## TASK TO COMPLETE
Copy the post about UAW losses in 2000 from "UAW losses in" up to and including "plants in Alabama?", swapping "Kentucky" for "Ohio".

UAW losses in 2000

John Lacny jplst15+ at pitt.edu
Sun Apr 29 11:01:26 PDT 2001


Leo Casey writes:


> The fact is that the auto industry in the US is basically organized.

So what about all those Toyota plants in Kentucky and Tennessee, or those Daimler-Benz plants in Alabama?

I still agree with the main thrust of Leo's points: industrial unionism is best, and the free-for-all that's going on in industries like healthcare is shameful. Here in Western PA I know of not only a broad SEIU local (Local 585, which has janitors, county government employees, and so on in addition to nursing home workers) as well as 1199P/SEIU, which have health care workers, but also the UFCW, the Laborers, and -- in areas north of Pittsburgh especially -- the Mineworkers who have organized nursing homes. And as Leo has mentioned, the AFT in some cases and -- in other parts of the state -- the Pennsylvania NEA have organized nursing home and hospital workers. In the case of the UMWA, you have a union in an industry which is just plain dying, and they're trying to survive by taking in health care workers because that's what's hot. Unfortunately, it's just not good for industrial bargaining power. It's to the credit of 1199 that they organize health care workers, and health care workers alone.


>From what I've seen, even the UE has been pursuing something of a "hot shop"
strategy lately, and they've also been trying to get all kinds of hitherto independent unions to affiliate with them. But despite their great militant and unsurpassed democratic tradition, they're also shrinking, as Leo has correctly pointed out. I still think that if the rest of the labor movement were more like the UE, we would all be in better shape. But that's a utopian "wouldn't it be nice" fantasy, isn't it?

[Phrase grounding data]
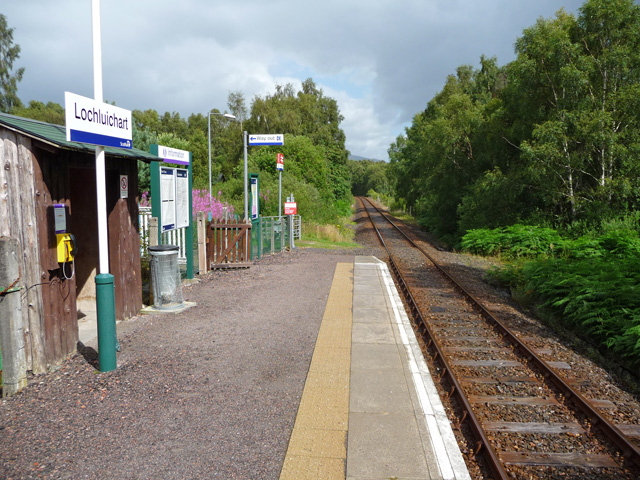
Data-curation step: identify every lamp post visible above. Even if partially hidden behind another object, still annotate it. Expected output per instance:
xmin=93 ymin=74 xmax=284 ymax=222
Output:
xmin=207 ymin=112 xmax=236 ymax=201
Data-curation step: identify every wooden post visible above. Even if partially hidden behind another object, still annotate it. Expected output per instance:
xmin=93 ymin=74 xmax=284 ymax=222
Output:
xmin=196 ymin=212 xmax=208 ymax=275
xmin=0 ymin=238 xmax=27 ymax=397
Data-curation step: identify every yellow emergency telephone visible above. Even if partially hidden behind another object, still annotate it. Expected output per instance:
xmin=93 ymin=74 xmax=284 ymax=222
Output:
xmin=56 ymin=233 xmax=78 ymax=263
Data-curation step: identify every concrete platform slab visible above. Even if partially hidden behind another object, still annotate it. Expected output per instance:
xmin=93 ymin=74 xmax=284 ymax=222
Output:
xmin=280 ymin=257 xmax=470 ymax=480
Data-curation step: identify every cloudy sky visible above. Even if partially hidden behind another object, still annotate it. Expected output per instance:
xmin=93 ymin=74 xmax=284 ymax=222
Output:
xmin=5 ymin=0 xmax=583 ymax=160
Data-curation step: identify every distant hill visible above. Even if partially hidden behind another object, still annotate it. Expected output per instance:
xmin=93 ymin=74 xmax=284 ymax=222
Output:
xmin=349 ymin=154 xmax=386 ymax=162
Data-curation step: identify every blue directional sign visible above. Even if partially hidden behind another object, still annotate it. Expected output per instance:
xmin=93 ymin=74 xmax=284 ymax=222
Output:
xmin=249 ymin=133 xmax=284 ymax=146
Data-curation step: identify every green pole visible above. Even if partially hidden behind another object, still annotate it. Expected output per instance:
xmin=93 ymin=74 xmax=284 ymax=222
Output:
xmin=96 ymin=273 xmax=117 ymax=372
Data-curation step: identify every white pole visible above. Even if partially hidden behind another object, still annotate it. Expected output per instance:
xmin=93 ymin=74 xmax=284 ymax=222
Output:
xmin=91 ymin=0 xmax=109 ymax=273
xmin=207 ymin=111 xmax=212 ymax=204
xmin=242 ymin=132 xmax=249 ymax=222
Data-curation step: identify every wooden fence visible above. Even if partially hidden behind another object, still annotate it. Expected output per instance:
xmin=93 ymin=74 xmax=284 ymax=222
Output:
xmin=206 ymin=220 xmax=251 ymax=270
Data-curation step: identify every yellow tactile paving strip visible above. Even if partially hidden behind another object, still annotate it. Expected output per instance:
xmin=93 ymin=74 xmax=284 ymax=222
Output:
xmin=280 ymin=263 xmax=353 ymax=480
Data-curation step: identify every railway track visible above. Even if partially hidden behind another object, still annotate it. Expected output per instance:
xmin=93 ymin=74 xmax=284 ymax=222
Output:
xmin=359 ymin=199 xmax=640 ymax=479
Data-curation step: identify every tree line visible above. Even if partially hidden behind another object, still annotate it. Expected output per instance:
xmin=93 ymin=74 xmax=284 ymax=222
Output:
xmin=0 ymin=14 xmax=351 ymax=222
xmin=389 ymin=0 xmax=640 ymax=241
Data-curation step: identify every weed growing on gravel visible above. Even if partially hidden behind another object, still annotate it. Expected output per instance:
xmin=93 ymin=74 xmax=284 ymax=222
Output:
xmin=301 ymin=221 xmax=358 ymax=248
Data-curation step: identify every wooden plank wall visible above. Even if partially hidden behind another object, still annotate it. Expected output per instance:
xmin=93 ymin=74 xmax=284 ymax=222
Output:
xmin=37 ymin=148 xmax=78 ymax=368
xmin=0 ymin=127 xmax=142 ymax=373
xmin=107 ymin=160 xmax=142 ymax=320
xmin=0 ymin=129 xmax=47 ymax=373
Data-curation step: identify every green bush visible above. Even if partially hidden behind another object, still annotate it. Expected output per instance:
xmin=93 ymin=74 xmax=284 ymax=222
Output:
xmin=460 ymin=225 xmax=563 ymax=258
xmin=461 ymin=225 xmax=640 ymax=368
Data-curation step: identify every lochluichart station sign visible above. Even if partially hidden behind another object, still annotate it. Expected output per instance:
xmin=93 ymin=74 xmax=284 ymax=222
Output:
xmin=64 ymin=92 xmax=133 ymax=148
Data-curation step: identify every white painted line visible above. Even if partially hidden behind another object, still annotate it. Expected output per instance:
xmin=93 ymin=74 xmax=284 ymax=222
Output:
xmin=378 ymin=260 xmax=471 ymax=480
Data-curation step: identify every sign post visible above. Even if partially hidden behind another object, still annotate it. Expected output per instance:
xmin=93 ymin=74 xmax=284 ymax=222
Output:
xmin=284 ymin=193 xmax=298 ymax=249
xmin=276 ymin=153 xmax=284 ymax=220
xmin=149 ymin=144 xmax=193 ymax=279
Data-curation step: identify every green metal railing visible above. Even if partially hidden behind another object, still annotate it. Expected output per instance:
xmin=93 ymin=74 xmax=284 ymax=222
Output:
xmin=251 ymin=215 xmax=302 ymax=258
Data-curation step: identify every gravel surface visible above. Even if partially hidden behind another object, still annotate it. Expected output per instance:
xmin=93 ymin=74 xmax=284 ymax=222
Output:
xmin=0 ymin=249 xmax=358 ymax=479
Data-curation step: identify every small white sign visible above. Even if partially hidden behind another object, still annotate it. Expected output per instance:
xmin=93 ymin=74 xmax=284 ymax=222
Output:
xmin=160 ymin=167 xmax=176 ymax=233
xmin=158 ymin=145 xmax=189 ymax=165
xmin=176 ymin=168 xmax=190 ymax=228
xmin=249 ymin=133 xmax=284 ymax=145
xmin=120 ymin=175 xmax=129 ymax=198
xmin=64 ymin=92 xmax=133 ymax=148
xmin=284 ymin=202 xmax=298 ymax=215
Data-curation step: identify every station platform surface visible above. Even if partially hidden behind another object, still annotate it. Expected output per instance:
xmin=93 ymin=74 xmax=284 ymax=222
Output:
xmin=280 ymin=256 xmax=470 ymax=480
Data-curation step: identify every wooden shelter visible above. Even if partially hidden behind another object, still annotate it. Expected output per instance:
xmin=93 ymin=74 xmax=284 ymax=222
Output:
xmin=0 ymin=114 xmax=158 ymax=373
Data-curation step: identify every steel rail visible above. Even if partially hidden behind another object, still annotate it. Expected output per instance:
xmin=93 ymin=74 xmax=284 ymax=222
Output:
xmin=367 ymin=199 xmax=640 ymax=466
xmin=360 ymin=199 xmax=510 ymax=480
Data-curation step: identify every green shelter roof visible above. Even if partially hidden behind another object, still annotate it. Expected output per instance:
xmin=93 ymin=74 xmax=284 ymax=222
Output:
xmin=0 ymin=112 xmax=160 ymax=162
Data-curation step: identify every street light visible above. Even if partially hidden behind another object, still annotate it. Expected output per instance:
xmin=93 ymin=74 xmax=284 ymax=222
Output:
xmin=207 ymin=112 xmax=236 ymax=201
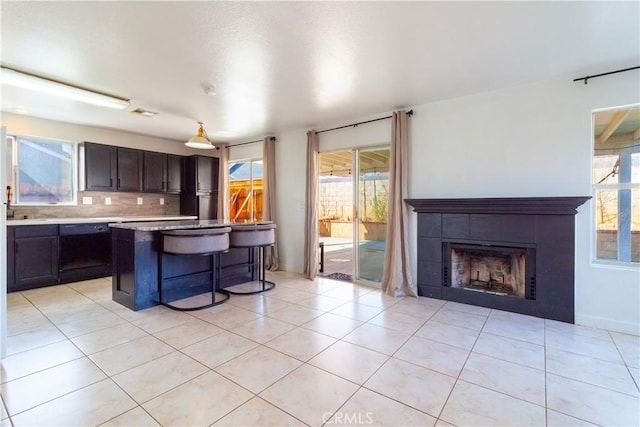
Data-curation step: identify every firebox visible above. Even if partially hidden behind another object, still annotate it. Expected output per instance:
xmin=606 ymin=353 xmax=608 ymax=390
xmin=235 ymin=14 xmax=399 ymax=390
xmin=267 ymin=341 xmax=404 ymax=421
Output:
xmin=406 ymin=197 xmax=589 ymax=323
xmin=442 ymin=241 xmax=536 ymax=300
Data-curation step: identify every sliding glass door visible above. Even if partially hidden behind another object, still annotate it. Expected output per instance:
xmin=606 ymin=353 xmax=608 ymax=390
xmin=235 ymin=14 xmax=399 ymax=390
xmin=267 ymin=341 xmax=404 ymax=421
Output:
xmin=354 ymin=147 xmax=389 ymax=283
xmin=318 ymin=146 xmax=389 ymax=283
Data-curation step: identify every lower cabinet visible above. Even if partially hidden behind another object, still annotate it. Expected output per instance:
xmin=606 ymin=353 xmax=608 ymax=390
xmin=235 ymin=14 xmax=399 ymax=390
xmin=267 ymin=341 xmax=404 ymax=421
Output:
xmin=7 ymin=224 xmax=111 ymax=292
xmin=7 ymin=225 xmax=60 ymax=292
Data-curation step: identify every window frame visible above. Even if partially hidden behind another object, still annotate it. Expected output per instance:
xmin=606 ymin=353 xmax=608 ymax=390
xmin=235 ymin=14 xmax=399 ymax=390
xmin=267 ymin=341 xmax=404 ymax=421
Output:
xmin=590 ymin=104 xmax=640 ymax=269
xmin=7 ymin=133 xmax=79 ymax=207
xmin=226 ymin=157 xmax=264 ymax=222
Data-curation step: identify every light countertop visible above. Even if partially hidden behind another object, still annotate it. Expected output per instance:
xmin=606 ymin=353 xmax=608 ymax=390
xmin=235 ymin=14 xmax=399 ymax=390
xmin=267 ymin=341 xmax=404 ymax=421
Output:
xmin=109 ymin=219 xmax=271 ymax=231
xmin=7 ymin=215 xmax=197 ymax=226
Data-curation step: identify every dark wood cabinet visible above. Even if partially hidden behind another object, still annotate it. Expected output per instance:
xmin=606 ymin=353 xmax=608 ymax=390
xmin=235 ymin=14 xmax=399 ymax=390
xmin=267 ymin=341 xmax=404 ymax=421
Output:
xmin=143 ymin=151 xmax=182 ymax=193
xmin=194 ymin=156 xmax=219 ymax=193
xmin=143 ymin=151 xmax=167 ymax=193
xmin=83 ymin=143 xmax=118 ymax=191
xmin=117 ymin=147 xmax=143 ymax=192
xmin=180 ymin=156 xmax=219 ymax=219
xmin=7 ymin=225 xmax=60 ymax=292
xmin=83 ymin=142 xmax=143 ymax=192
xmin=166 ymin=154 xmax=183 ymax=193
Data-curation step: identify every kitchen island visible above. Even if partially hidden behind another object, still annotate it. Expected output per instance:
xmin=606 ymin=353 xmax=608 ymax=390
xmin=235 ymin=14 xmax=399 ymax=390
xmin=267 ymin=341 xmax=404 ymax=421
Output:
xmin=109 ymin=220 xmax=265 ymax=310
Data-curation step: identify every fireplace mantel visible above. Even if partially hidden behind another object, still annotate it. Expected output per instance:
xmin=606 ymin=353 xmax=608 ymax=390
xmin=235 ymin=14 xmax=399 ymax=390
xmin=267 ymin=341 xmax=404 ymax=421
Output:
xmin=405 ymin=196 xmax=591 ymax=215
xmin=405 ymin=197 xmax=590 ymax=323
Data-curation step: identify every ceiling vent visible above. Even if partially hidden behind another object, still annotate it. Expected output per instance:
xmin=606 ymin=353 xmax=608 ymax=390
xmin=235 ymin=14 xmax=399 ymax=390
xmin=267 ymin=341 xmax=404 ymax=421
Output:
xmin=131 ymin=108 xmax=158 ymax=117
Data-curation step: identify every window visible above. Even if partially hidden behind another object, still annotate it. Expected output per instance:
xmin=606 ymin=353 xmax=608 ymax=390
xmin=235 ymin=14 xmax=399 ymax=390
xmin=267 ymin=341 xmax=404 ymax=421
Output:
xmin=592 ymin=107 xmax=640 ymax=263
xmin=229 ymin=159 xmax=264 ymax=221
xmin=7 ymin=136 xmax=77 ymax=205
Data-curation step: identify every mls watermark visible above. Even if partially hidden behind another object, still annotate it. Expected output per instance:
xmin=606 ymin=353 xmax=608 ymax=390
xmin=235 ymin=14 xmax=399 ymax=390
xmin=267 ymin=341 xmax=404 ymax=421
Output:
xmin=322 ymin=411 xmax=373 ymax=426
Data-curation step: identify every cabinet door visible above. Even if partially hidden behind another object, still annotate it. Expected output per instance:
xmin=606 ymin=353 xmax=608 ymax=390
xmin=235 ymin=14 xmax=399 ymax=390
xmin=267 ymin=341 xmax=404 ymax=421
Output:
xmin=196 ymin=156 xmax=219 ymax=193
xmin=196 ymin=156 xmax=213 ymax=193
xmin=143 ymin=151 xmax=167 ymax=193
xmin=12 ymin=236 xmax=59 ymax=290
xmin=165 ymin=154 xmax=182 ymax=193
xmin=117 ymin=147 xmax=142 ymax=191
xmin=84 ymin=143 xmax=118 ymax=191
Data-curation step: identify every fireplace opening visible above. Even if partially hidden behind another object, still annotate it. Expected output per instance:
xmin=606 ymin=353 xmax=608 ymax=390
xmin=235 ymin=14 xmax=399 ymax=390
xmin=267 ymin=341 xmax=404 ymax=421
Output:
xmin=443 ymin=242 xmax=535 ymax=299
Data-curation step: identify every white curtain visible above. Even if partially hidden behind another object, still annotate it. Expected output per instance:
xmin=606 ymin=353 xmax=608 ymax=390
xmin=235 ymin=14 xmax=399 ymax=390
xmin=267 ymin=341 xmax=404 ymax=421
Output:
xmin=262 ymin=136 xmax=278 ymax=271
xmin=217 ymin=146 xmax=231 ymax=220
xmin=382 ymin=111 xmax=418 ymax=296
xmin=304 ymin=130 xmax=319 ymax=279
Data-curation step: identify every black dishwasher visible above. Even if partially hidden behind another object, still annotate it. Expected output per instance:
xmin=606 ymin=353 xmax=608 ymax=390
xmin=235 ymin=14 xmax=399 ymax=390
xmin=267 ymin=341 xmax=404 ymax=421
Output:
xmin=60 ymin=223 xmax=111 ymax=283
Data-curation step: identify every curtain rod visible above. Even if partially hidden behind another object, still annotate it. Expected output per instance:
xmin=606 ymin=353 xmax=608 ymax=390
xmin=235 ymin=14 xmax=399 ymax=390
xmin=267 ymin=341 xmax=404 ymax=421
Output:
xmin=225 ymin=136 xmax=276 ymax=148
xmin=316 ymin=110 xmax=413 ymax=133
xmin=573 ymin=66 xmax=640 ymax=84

## THE COMPLETED TASK
UAW losses in 2000

John Lacny jplst15+ at pitt.edu
Sun Apr 29 11:01:26 PDT 2001


Leo Casey writes:


> The fact is that the auto industry in the US is basically organized.

So what about all those Toyota plants in Ohio and Tennessee, or those Daimler-Benz plants in Alabama?